▶ [Required work]:
[1] In the fluid catalytic cracking text, where is the byproduct light gas recycled, and in what role?
[2] Carry on the fluid catalytic cracking text, picking up right after its final sentence.

▶ [Provided text]:
++++++++++++++++++++

U.S. Pat. Nos. 4,012,455 and 4,090,949 (Owen and Venuto) and published
European Patent Application 0,113,180 (Graven and McGovern) disclose
integration of olefins upgrading with a typical FCC plant. In the EPA
application the olefin feedstock for MOGD comprises the discharge stream
from the final stage of the wet gas compressor or the overhead from the
high pressure receiver which separates the condensed effluent from the
final stage wet gas compressor contained in the gas plant.
The present invention improves upon such integrated reactor systems by
operatively connecting an olefins upgrading reactor advantageously with
the FCC reactor and gas plant in a novel manner, providing for use of
alkane-rich byproduct of the olefin upgrading unit.
SUMMARY OF THE INVENTION
An improved reactor system has been found for fluidized bed catalytic
cracking comprising: a primary vertical riser cracking reactor operatively
connected to receive hot regenerated catalyst from a regeneration loop;
means for feeding liquid oil under pressure to a bottom portion of the
primary reactor; mixing means for combining catalyst from the regeneration
loop with liquid feed oil in the presence of a lift gas; fractionation
means for recovering liquid cracking products and olefinic light crackate
gas from the primary reactor efluent; secondary catalytic reactor means
for contacting at least a portion of the olefinic light crackate gas with
olefin upgrading catalyst to produce gasoline range liquid product and
byproduct light hydrocabon gas; and means for recovering and recycling at
least a portion of the byproduct light gas to the primary reactor as lift
gas.

++++++++++++++++++++

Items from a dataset
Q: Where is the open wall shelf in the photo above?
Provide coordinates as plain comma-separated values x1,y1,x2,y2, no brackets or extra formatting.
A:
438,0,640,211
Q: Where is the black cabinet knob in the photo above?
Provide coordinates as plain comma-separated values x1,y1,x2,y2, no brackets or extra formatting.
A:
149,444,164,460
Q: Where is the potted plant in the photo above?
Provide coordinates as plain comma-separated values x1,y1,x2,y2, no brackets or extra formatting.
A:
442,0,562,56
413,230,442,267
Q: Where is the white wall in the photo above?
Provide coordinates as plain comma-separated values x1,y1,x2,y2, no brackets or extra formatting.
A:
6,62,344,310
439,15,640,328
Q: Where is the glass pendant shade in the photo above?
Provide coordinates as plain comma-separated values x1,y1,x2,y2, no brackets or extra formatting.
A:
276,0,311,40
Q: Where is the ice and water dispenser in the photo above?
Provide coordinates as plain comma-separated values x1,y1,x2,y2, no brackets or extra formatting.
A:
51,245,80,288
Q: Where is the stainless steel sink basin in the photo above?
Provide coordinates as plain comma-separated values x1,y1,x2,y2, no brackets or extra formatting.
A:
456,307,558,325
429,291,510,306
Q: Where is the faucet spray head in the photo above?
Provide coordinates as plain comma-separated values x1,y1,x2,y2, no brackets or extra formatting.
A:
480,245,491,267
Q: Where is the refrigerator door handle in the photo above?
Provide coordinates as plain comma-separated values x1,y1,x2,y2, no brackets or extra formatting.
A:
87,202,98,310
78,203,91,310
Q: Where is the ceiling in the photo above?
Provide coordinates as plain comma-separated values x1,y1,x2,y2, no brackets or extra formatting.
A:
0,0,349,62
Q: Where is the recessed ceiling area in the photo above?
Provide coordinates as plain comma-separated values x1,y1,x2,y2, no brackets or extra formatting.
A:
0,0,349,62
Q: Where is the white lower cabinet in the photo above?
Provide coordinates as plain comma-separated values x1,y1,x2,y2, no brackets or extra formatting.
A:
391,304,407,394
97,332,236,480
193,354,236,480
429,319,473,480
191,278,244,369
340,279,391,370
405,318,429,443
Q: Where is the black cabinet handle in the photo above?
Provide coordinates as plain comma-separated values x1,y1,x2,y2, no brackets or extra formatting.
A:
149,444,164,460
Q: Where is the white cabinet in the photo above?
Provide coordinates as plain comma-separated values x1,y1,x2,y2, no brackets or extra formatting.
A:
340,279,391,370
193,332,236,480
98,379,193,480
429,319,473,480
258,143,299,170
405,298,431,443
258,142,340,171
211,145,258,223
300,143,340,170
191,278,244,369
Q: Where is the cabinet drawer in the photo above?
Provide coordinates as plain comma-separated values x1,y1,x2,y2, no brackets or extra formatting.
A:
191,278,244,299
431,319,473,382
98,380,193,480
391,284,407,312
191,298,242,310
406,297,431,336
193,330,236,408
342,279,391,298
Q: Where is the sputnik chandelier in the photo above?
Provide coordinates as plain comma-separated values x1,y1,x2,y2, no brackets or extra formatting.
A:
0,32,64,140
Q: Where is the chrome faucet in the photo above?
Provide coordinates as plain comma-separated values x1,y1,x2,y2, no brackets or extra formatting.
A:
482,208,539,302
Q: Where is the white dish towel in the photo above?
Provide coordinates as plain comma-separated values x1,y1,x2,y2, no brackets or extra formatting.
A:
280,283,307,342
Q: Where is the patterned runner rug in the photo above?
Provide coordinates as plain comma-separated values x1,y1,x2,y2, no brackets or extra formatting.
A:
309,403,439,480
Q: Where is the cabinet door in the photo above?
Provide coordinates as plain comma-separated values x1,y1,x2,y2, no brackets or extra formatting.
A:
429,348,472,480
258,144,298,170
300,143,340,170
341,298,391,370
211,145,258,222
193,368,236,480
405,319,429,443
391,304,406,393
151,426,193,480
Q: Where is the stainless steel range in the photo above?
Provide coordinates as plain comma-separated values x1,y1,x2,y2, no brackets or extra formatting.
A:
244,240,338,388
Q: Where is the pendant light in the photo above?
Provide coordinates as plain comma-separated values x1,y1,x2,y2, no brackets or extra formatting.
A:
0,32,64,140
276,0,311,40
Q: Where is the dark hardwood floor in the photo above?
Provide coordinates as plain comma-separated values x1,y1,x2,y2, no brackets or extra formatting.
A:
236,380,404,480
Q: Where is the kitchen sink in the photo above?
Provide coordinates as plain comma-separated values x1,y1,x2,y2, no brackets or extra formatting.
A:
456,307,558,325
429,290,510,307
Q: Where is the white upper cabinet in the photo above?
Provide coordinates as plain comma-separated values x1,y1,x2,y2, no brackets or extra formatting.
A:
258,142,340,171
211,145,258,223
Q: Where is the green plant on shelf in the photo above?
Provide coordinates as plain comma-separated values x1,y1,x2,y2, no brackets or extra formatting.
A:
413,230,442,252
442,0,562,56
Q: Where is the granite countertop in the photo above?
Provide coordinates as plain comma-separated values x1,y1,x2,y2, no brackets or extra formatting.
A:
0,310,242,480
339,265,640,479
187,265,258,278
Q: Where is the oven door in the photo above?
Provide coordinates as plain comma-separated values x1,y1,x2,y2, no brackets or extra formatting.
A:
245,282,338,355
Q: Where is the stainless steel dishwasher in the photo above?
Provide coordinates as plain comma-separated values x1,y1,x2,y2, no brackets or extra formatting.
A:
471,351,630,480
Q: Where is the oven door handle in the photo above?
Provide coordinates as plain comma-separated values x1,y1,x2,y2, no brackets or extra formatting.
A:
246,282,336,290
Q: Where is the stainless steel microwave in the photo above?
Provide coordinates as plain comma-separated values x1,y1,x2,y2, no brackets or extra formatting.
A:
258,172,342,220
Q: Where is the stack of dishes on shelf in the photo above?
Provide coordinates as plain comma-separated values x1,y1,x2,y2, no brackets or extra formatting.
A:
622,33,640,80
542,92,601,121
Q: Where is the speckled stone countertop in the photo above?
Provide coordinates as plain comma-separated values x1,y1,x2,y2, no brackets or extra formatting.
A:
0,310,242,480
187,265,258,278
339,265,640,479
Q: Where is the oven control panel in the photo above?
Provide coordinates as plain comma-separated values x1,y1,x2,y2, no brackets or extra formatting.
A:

++++++++++++++++++++

▶ [Answers below]:
[1] It is recycled to the primary reactor as lift gas.

[2]
This technique is advantageous in that the recycle gas is substantially
free of olefinic components.
BRIEF DESCRIPTION OF THE DRAWINGS
FIG. 1 is a schematic diagram of a vertical FCC reactor and regenerator
system, including an improved light crackate gas upgrading unit, and
separation units for recovering FCC products and oligomerization effluent
streams; and
FIG. 2 is a vertical cross-section view of a preferred fluidized bed
oligomerization reactor system according to the present invention.
DETAILED DESCRIPTION OF THE INVENTION
FCC Operations
Conversion of various petroleum fractions to more valuable products in
catalytic reactors is well known in the refining industry, where the use
of FCC reactors is particularly advantageous for that purpose. The FCC
reactor typically comprises a thermally balanced assembly of apparatus
comprising the reactor vessel containing a mixture of regenerated catalyst
and the feed and regenerator vessel wherein spent catalyst is regenerated.
The feed is converted in the reactor vessel over the catalyst, and
carbonaceous deposits simultaneously form on the catalyst, thereby
deactivating it. The deactivated (spent) catalyst is removed from the
reactor vessel and conducted to the regenerator vessel, wherein coke is
burned off the catalyst with air, thereby regenerating the catalyst. The
regenerated catalyst is then recycled to the reactor vessel. The
reactor-regenerator assembly must be maintained in steady state heat
balance, so that the heat generated by burning the coke provides
sufficient thermal energy for catalytic cracking in the reactor vessel.
The steady state heat balance is usually achieved and maintained in FCC
reactors by controlling the rate of flow of the regenerated catalyst from
the regenerator to the reactor by means of an adjustable slide valve in
the regenerator-to-reactor conduit.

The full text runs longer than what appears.